• _Data under study_:
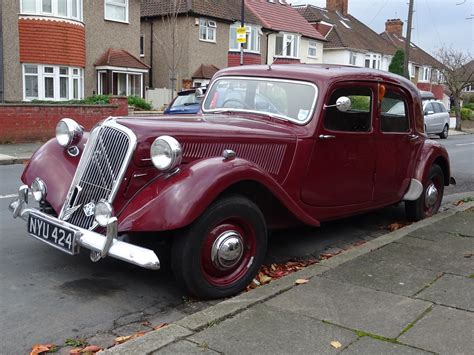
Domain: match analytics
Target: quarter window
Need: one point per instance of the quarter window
(71, 9)
(207, 30)
(50, 82)
(116, 10)
(358, 118)
(394, 113)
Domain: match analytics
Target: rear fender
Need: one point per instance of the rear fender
(432, 153)
(177, 201)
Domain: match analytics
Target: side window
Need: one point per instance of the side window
(394, 117)
(358, 118)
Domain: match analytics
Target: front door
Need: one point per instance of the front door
(397, 145)
(342, 165)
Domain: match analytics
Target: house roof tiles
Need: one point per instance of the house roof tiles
(417, 55)
(120, 58)
(348, 32)
(280, 16)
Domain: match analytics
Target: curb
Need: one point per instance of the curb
(188, 325)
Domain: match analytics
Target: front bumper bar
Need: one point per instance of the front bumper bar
(99, 245)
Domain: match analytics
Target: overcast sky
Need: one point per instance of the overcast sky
(436, 23)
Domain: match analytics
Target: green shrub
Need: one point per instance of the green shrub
(467, 114)
(140, 103)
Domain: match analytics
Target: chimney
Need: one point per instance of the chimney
(394, 26)
(338, 5)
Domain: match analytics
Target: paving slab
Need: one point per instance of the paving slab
(443, 330)
(451, 290)
(389, 276)
(425, 257)
(185, 347)
(264, 329)
(367, 345)
(460, 223)
(351, 306)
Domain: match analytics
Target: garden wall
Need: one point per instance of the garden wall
(27, 122)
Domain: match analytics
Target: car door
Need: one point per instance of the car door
(341, 167)
(397, 145)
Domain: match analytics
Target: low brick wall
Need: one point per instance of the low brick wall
(36, 122)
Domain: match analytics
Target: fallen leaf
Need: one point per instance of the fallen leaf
(41, 348)
(336, 344)
(301, 281)
(160, 326)
(91, 349)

• _What you need to do_: Give an exact copy of the lines above from the line with "Target: rear fender" up to and including the line with "Target: car door", and leave everything else out.

• _Solution_:
Target: rear fender
Need: one point per instance of the rear fender
(432, 153)
(177, 201)
Domain: match analytics
Target: side window
Need: one point per instance of the side window
(394, 117)
(358, 118)
Domain: match analytics
Target: front door
Need: one point per instance of the front door
(397, 145)
(342, 165)
Domain: match analytics
Target: house roof tiles
Need: one point per instance of the house roof tiles
(417, 55)
(120, 58)
(348, 32)
(280, 16)
Domain: match analytics
Target: curb
Need: one point per instance of the curb
(188, 325)
Domain: match analytics
Target: front bumper bar
Need: one point per instance of the front bumper bar
(99, 245)
Domain: match analytics
Target: overcast sky
Need: one point per instance of the overcast sky
(436, 23)
Domain: match analytics
Target: green shrub
Need: one point per instance of the green shrub
(467, 114)
(140, 103)
Domain: match analytics
Target: chimney
Need: one point per instance of the chimney
(394, 26)
(338, 5)
Domain: match analytics
Target: paving slab
Need: one point per instance of the paving slab
(443, 330)
(451, 290)
(389, 276)
(425, 257)
(185, 347)
(264, 329)
(367, 345)
(460, 223)
(351, 306)
Domain: match analytics
Target: garden wall
Need: one point per instance of the garden wall
(27, 122)
Domain: match analytics
Target: car door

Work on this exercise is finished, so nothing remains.